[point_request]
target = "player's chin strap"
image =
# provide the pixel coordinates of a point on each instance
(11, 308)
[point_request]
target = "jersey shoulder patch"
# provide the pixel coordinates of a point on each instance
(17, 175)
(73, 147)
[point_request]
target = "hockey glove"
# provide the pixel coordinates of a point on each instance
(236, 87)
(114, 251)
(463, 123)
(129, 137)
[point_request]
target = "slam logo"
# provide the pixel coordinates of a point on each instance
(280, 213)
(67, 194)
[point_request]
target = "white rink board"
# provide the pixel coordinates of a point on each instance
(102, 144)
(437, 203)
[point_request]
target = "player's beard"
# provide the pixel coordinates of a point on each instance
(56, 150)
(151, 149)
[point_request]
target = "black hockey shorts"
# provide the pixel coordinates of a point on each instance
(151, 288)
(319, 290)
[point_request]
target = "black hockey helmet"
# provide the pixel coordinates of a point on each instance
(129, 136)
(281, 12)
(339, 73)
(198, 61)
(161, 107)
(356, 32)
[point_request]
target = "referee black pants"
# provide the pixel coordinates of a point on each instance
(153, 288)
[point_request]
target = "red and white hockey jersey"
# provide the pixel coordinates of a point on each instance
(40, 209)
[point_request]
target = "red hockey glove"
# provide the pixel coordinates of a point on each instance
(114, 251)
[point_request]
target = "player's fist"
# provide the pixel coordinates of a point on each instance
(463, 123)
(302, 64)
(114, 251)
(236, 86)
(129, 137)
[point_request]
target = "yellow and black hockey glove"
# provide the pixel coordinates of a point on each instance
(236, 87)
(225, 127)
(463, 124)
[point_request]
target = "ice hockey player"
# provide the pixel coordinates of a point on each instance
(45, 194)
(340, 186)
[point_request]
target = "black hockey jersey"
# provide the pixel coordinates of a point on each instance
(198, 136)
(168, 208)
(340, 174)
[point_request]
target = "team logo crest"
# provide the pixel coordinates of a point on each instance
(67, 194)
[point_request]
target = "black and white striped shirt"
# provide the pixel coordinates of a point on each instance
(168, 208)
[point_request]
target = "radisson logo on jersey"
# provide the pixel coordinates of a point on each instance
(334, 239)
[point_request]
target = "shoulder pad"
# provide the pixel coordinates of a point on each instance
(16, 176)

> _Exercise prompt_
Every line above should be printed again exactly as it stands.

> _Complete response_
[point_request]
target = "player's chin strap"
image =
# provide the pixel coordinates of a point on each instance
(11, 308)
[point_request]
target = "jersey shoulder patch"
# provide the pixel coordinates of a point on each instance
(17, 175)
(73, 147)
[point_request]
target = "hockey glove"
# provide the pixel coordinates of a point on each instance
(236, 87)
(114, 251)
(463, 123)
(129, 137)
[point_request]
target = "slam logo"
# provide the pixel coordinates of a point on each instance
(280, 213)
(67, 194)
[point_request]
target = "white rink board"
# provide the pixel coordinates of a point on each instance
(102, 144)
(437, 203)
[point_request]
target = "player's beard"
# provide the pixel coordinates of a point on each instance
(56, 150)
(151, 149)
[point_request]
target = "black hockey shorts"
# provide the pixel coordinates of a point on each instance
(151, 288)
(319, 290)
[point_request]
target = "black hockey helmet"
# provide the pixel coordinates of a point on each instance
(129, 136)
(281, 12)
(339, 73)
(198, 61)
(161, 107)
(356, 32)
[point_request]
target = "referee black pants"
# provide the pixel coordinates of a point on each instance
(153, 288)
[point_request]
target = "red and white hockey jersey"
# provide the pixel coordinates of a point on each instance
(40, 209)
[point_request]
target = "red hockey glove"
# provide the pixel coordinates of a point on each instance
(114, 251)
[point_request]
target = "player's fist"
# provide the pixel coordinates of a point on each instance
(463, 123)
(302, 64)
(114, 251)
(236, 86)
(129, 137)
[point_request]
target = "yellow and black hockey glove"
# provide the pixel coordinates of a point on each instance
(236, 87)
(225, 127)
(463, 124)
[point_request]
target = "ice hockey player"
# provide the pixel coordinates of a point on each instance
(45, 194)
(340, 186)
[point_request]
target = "black hockey jersey"
# provide the pixel coordinates of a point on each instance
(198, 136)
(168, 208)
(340, 174)
[point_request]
target = "team logo crest"
# provide the pixel coordinates of a point on each instance
(67, 194)
[point_request]
target = "black and white striped shirt"
# provide the pixel coordinates of a point on each instance
(168, 208)
[point_request]
target = "radisson logo on jersey"
# provide the pixel coordinates of a point on each instance
(334, 239)
[point_request]
target = "shoulder pad"
# provide the pixel coordinates of a point on each instance
(16, 176)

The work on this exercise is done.